+++ Passage given +++
When we seek to take what another wants, we often do so by violence. Of course, if we do this, we experience violence in response. This seems to be the way of humanity. But if as humans all we did was fight, if all we did was hurt one another, human community could never survive. So we have developed a mechanism by which we maintain community and still get what we want. We call it  lynching, or scapegoating, or mobbing.

 

We find a person to blame, often someone who is innocent of the crime he/she is accused of, and do violence to that person. We identify a victim and have him killed. We find a scapegoat and take her life. We invest all our evil in that person and cast them out of the community. And in a strange way this action (as evil as it is) binds us together as people. We sometimes describe it as having a ”common enemy.”
So now, when you think about this story, is any of this sounding familiar? It should. Caiaphas and his people WANT power and control, and have much to protect. Jesus (conveniently) rises up as an enemy of the way they do things, of the way they understand God. And so they decide “isn’t it better to have one man die than the whole nation destroyed?” Classic scapegoat. Perfect victim.

 

Except there is one problem. Jesus is totally innocent. Jesus is in perfect communion with God. And you would think from that position of purity and power he would rise up in violence to “take out” his enemies.

(We can see plenty of images of this in the OT, when God “smites” God’s enemies.) But for some reason God doesn’t do that here. And that is what gives us a problem.

 

I think this is why the church has had to spend so much time and so many years talking about the meaning of Jesus’ death. Because it doesn’t make immediate sense. Those who seem to deserve punishment don’t get it. Now one popular resolution for this problem is to say that God demands blood,

that God demands “justice” for our sin. Someone must be punished. And that someone is Jesus. And here is where I struggle.

 

You see, I have a hunch that God can forgive without having some “demands of justice” satisfied. I believe God has that power and demonstrates it in Jesus. Look at how radical Jesus is in talking about and living out grace in the Gospels. Just read a few of his parables. Don’t you find yourself as bitter as the older son whose father offers so much love and forgiveness to the (supposedly) prodigal younger one? Aren’t you even a little bit angry that the workers in the filed who worked one hour get paid the same as those who worked eight?

 

Or maybe you remember what Jesus said when he was accused of hanging out with the wrong people, the unclean, the sinners? Listen to his words in Matthew 9:12 -13:

 

But when he heard this, he said, ‘Those who are well have no need of a physician, but those who are sick. Go and learn what this means, “I desire mercy, not sacrifice.” For I have come to call not the righteous but sinners.’[10]

 

I desire mercy and not sacrifice. So if God doesn’t need to punish Jesus for our sins, then why does he die in this way? If Jesus doesn’t need to go through some sacrificial process to offer us grace, then why must he suffer and be executed?
+++ Listed records +++
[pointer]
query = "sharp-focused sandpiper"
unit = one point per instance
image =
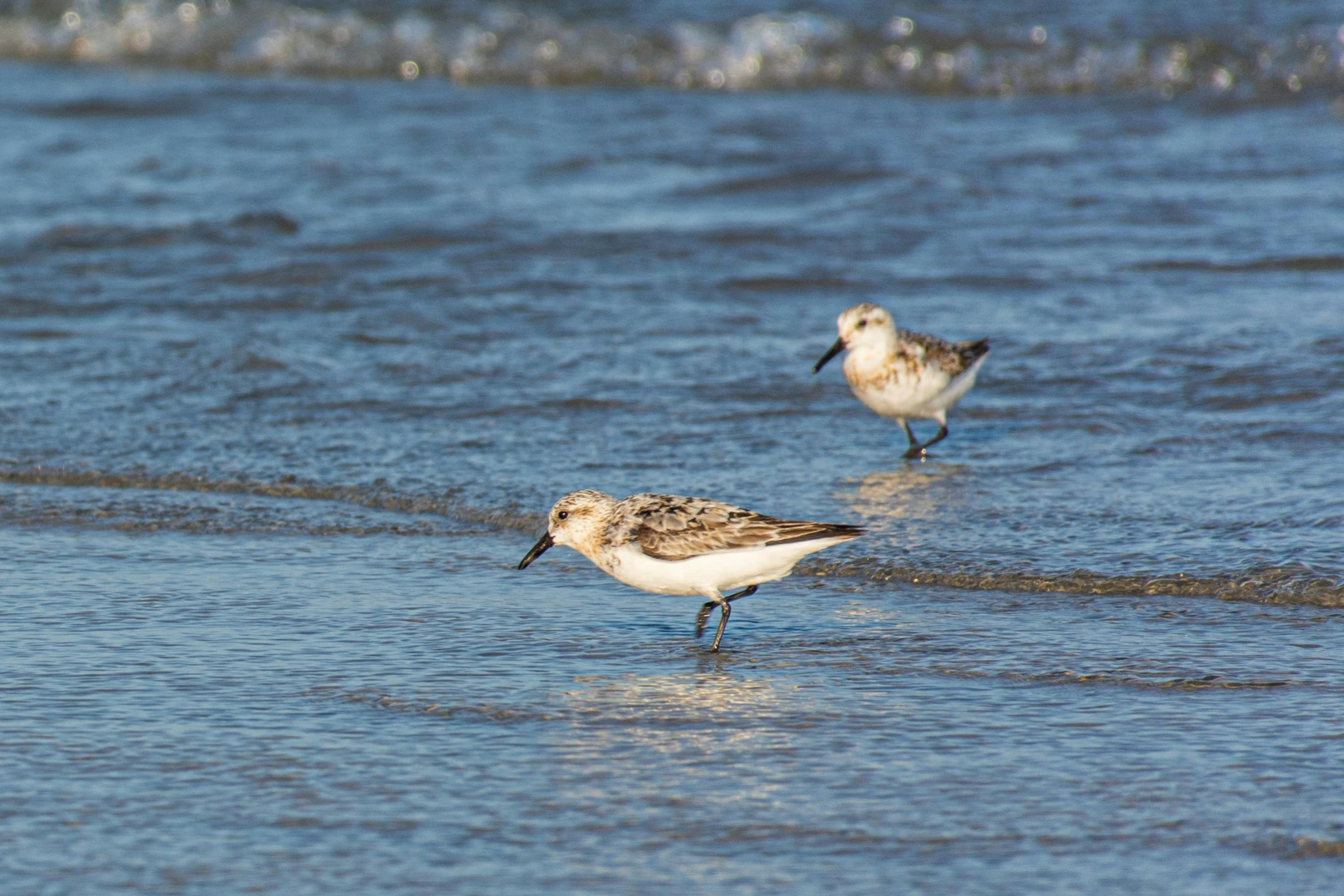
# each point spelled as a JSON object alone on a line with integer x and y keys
{"x": 904, "y": 375}
{"x": 671, "y": 544}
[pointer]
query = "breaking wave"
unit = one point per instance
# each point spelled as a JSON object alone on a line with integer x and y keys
{"x": 766, "y": 51}
{"x": 1296, "y": 585}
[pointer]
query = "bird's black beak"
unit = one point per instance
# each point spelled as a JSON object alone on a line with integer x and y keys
{"x": 831, "y": 352}
{"x": 538, "y": 550}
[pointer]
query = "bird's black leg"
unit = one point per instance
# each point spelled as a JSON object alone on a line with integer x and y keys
{"x": 723, "y": 624}
{"x": 910, "y": 436}
{"x": 703, "y": 616}
{"x": 918, "y": 451}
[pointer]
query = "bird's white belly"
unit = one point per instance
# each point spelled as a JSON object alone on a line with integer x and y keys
{"x": 711, "y": 574}
{"x": 909, "y": 397}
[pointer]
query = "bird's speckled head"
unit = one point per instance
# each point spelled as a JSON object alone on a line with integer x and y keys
{"x": 866, "y": 324}
{"x": 578, "y": 520}
{"x": 580, "y": 517}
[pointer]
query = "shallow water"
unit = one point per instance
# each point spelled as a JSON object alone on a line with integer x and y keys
{"x": 293, "y": 367}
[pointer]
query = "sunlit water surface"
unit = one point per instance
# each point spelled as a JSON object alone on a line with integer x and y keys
{"x": 291, "y": 368}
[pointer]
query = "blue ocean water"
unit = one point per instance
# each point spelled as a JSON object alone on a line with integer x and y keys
{"x": 297, "y": 349}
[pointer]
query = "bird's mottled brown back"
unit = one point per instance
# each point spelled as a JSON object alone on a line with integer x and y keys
{"x": 952, "y": 359}
{"x": 675, "y": 528}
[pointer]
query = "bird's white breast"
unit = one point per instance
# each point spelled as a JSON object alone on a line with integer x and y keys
{"x": 893, "y": 387}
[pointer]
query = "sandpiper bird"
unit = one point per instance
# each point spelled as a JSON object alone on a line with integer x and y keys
{"x": 670, "y": 544}
{"x": 901, "y": 374}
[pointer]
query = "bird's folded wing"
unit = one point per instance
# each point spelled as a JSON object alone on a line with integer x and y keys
{"x": 674, "y": 528}
{"x": 951, "y": 358}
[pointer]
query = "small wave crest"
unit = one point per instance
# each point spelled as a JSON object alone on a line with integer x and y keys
{"x": 776, "y": 51}
{"x": 1296, "y": 583}
{"x": 377, "y": 496}
{"x": 1284, "y": 585}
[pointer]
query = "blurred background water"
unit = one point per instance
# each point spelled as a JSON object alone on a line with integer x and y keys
{"x": 308, "y": 314}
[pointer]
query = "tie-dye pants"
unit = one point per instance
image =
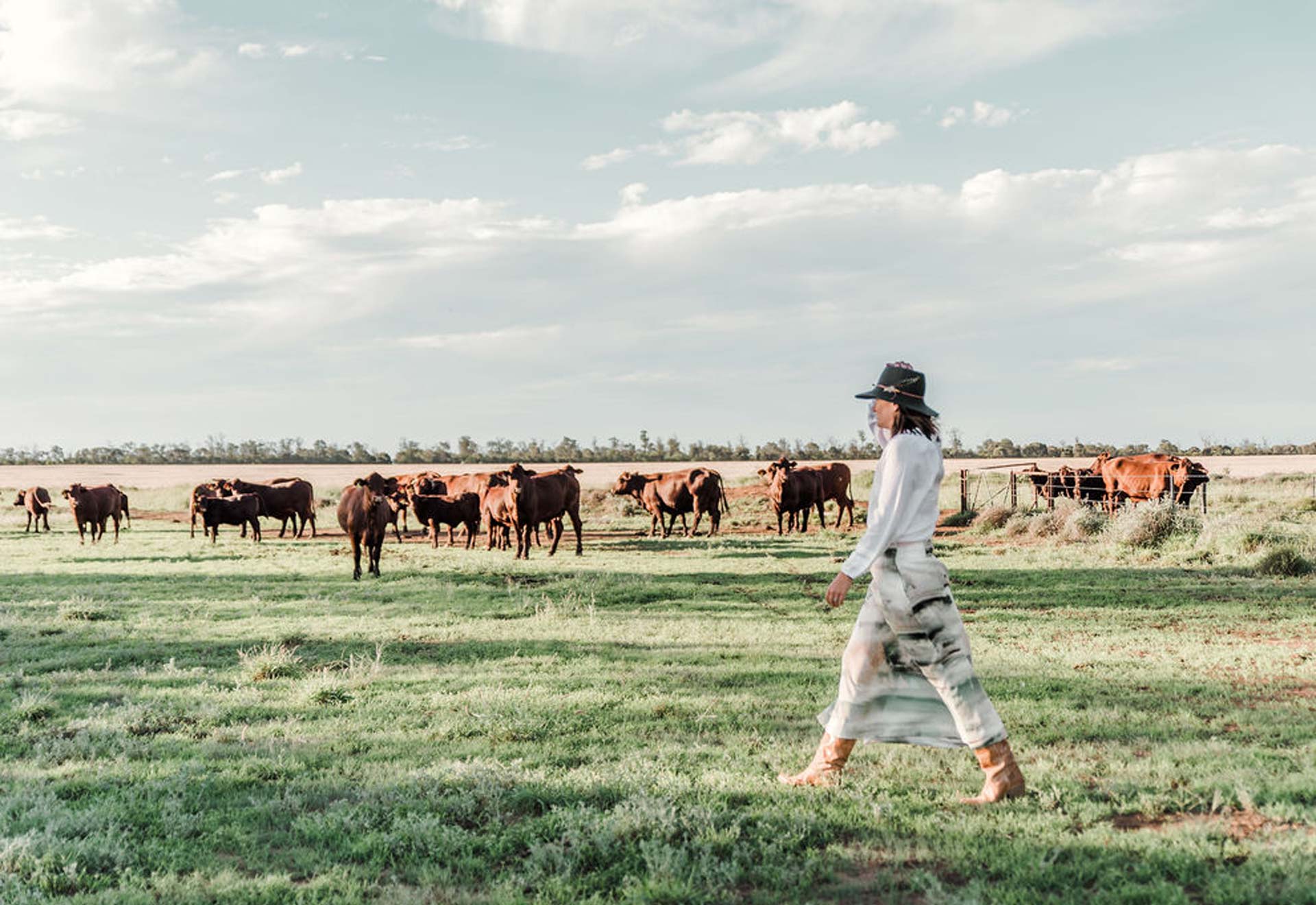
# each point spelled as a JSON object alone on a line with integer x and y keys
{"x": 907, "y": 675}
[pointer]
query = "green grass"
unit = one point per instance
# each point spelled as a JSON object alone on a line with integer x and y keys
{"x": 186, "y": 723}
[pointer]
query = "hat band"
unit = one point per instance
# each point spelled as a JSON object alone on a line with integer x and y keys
{"x": 892, "y": 389}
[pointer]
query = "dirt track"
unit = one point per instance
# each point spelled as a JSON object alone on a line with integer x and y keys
{"x": 596, "y": 475}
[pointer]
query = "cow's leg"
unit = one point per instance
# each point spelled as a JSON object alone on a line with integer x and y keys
{"x": 574, "y": 514}
{"x": 377, "y": 549}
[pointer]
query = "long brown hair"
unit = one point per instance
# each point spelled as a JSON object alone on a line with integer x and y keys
{"x": 910, "y": 421}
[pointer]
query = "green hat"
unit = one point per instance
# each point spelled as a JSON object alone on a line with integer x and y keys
{"x": 903, "y": 386}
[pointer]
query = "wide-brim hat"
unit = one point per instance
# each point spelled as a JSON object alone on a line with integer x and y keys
{"x": 903, "y": 386}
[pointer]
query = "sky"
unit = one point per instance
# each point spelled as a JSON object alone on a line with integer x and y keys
{"x": 705, "y": 219}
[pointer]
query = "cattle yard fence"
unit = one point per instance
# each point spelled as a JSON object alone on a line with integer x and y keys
{"x": 990, "y": 485}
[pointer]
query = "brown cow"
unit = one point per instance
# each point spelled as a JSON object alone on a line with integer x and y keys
{"x": 450, "y": 509}
{"x": 291, "y": 498}
{"x": 36, "y": 500}
{"x": 241, "y": 509}
{"x": 794, "y": 490}
{"x": 674, "y": 494}
{"x": 94, "y": 507}
{"x": 123, "y": 508}
{"x": 363, "y": 516}
{"x": 496, "y": 509}
{"x": 1147, "y": 476}
{"x": 200, "y": 492}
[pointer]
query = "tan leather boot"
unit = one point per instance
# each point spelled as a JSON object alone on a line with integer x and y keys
{"x": 1004, "y": 779}
{"x": 827, "y": 764}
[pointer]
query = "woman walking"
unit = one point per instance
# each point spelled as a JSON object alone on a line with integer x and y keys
{"x": 907, "y": 675}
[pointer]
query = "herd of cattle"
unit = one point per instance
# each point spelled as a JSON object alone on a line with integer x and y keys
{"x": 517, "y": 501}
{"x": 1123, "y": 479}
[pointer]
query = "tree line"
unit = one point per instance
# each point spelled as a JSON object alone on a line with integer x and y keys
{"x": 216, "y": 450}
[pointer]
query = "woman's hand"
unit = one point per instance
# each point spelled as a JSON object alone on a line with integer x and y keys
{"x": 838, "y": 591}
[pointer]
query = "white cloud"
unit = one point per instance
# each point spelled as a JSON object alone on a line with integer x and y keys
{"x": 61, "y": 53}
{"x": 34, "y": 228}
{"x": 981, "y": 113}
{"x": 280, "y": 177}
{"x": 992, "y": 116}
{"x": 487, "y": 342}
{"x": 745, "y": 137}
{"x": 607, "y": 158}
{"x": 23, "y": 124}
{"x": 1103, "y": 365}
{"x": 454, "y": 144}
{"x": 224, "y": 176}
{"x": 805, "y": 41}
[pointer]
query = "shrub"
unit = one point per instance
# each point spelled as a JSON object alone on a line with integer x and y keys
{"x": 1084, "y": 522}
{"x": 329, "y": 694}
{"x": 1283, "y": 562}
{"x": 992, "y": 518}
{"x": 960, "y": 518}
{"x": 270, "y": 662}
{"x": 1151, "y": 525}
{"x": 33, "y": 707}
{"x": 1018, "y": 524}
{"x": 1048, "y": 522}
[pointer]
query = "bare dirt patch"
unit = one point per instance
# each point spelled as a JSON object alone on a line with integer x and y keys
{"x": 1237, "y": 825}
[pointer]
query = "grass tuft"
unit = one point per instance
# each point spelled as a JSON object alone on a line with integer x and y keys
{"x": 1151, "y": 525}
{"x": 1283, "y": 562}
{"x": 270, "y": 662}
{"x": 960, "y": 518}
{"x": 1084, "y": 522}
{"x": 33, "y": 705}
{"x": 81, "y": 608}
{"x": 992, "y": 518}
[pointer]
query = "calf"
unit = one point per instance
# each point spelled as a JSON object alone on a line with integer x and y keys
{"x": 36, "y": 500}
{"x": 674, "y": 494}
{"x": 94, "y": 507}
{"x": 363, "y": 516}
{"x": 448, "y": 509}
{"x": 290, "y": 498}
{"x": 202, "y": 492}
{"x": 545, "y": 498}
{"x": 243, "y": 509}
{"x": 794, "y": 491}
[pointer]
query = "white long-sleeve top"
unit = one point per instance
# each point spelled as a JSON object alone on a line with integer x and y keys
{"x": 903, "y": 501}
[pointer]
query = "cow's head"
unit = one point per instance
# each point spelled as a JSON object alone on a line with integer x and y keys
{"x": 628, "y": 483}
{"x": 378, "y": 485}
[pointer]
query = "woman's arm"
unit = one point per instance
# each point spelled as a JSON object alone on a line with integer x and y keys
{"x": 899, "y": 476}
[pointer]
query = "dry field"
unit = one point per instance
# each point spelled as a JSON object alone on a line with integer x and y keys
{"x": 596, "y": 475}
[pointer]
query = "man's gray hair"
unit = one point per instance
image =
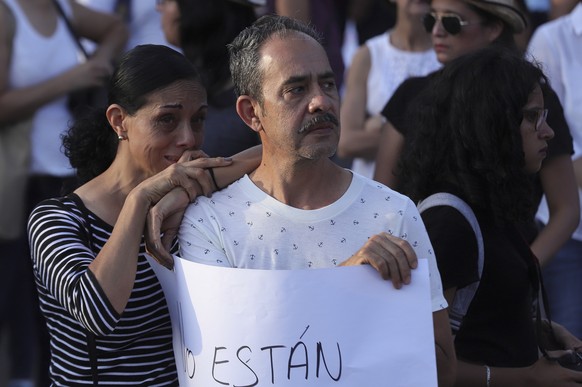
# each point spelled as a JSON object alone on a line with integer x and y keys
{"x": 244, "y": 50}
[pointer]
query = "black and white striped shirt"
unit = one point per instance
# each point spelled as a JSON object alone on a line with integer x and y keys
{"x": 134, "y": 348}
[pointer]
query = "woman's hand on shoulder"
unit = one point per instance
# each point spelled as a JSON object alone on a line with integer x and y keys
{"x": 171, "y": 192}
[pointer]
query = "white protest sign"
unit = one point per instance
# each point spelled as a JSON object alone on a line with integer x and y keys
{"x": 325, "y": 327}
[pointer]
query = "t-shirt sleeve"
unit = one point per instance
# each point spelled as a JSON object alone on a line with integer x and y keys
{"x": 415, "y": 233}
{"x": 455, "y": 246}
{"x": 561, "y": 144}
{"x": 199, "y": 238}
{"x": 61, "y": 255}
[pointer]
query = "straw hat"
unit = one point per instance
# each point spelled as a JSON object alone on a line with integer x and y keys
{"x": 506, "y": 10}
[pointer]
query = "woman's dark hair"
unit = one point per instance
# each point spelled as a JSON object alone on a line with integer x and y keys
{"x": 91, "y": 143}
{"x": 466, "y": 134}
{"x": 206, "y": 27}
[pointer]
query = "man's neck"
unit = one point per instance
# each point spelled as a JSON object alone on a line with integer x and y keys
{"x": 307, "y": 185}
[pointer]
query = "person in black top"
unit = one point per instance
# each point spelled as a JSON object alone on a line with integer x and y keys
{"x": 101, "y": 299}
{"x": 459, "y": 27}
{"x": 480, "y": 132}
{"x": 202, "y": 29}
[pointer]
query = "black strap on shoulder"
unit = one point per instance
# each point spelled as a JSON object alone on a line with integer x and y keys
{"x": 71, "y": 29}
{"x": 92, "y": 350}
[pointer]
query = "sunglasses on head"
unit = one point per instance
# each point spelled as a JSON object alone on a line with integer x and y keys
{"x": 451, "y": 22}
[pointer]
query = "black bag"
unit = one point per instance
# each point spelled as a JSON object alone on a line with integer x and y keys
{"x": 81, "y": 101}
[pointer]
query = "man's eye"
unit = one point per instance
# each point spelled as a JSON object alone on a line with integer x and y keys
{"x": 296, "y": 90}
{"x": 329, "y": 85}
{"x": 530, "y": 116}
{"x": 167, "y": 119}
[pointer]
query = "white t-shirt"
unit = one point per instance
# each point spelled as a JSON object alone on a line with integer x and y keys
{"x": 241, "y": 226}
{"x": 35, "y": 59}
{"x": 557, "y": 45}
{"x": 389, "y": 67}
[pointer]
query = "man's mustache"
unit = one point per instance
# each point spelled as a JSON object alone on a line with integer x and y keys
{"x": 325, "y": 117}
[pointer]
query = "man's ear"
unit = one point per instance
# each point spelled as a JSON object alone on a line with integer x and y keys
{"x": 115, "y": 115}
{"x": 247, "y": 109}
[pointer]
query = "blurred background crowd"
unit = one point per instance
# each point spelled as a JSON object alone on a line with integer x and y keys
{"x": 51, "y": 51}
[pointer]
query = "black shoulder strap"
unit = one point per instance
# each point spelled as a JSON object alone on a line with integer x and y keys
{"x": 72, "y": 31}
{"x": 464, "y": 296}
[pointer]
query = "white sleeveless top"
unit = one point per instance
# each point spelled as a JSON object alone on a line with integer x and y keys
{"x": 389, "y": 67}
{"x": 35, "y": 59}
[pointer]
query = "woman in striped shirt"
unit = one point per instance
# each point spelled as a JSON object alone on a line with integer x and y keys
{"x": 104, "y": 307}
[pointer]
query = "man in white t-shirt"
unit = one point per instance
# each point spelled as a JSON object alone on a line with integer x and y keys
{"x": 299, "y": 209}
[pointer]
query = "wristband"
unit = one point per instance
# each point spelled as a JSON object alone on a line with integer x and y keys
{"x": 211, "y": 171}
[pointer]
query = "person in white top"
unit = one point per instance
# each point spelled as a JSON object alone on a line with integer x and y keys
{"x": 298, "y": 209}
{"x": 377, "y": 69}
{"x": 558, "y": 46}
{"x": 39, "y": 67}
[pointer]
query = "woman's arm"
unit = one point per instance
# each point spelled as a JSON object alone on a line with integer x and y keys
{"x": 360, "y": 134}
{"x": 166, "y": 215}
{"x": 559, "y": 185}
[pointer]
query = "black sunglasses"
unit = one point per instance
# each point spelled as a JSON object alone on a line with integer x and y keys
{"x": 451, "y": 23}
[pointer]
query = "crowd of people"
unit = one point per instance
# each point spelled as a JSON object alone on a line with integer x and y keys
{"x": 475, "y": 100}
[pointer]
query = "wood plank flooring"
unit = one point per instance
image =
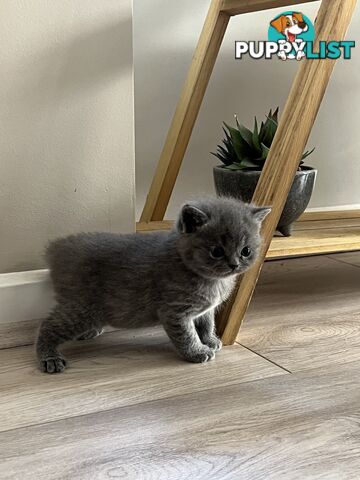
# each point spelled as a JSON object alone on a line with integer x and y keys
{"x": 284, "y": 403}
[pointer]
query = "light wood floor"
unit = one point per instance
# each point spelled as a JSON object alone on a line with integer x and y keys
{"x": 284, "y": 403}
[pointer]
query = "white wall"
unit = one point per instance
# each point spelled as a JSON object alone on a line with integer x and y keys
{"x": 66, "y": 123}
{"x": 165, "y": 35}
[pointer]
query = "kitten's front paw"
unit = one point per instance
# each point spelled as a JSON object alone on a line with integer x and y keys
{"x": 199, "y": 356}
{"x": 214, "y": 343}
{"x": 54, "y": 363}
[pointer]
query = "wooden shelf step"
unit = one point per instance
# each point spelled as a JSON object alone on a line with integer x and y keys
{"x": 314, "y": 233}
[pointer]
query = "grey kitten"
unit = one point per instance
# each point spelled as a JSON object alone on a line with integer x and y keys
{"x": 175, "y": 278}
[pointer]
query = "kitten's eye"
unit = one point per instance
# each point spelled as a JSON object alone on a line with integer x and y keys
{"x": 217, "y": 252}
{"x": 246, "y": 252}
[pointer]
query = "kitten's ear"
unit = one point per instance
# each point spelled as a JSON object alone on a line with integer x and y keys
{"x": 191, "y": 218}
{"x": 260, "y": 213}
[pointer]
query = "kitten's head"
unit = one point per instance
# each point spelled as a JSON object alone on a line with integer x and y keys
{"x": 219, "y": 237}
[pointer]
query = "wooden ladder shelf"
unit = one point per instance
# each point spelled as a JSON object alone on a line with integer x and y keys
{"x": 277, "y": 176}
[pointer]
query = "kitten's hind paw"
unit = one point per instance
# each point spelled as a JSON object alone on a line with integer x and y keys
{"x": 200, "y": 356}
{"x": 54, "y": 363}
{"x": 214, "y": 343}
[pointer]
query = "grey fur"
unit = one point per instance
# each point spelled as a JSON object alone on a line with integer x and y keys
{"x": 145, "y": 279}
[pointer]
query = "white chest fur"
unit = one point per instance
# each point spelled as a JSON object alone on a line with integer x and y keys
{"x": 221, "y": 290}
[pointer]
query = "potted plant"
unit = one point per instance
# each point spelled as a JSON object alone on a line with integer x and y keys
{"x": 243, "y": 153}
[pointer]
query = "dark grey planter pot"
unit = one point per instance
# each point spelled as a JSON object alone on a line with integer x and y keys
{"x": 241, "y": 184}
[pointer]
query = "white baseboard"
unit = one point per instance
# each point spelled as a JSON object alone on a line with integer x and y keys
{"x": 25, "y": 296}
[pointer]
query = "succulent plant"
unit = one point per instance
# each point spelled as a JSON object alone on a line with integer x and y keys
{"x": 243, "y": 149}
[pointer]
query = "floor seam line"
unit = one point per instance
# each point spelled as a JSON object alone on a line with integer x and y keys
{"x": 342, "y": 261}
{"x": 265, "y": 358}
{"x": 131, "y": 405}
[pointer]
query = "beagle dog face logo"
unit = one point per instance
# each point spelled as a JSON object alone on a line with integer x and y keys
{"x": 290, "y": 25}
+++
> What this exercise asks:
a) In the scapegoating passage, what three names are given for the mechanism people developed to keep community intact while still getting what they want?
b) From the scapegoating passage, extract word for word the portion starting with "Except there is" and going on through "us a problem.".
Answer from the scapegoating passage only, without drawing on the entries.

> Solutions:
a) Lynching, scapegoating, or mobbing.

b)
Except there is one problem. Jesus is totally innocent. Jesus is in perfect communion with God. And you would think from that position of purity and power he would rise up in violence to “take out” his enemies.

(We can see plenty of images of this in the OT, when God “smites” God’s enemies.) But for some reason God doesn’t do that here. And that is what gives us a problem.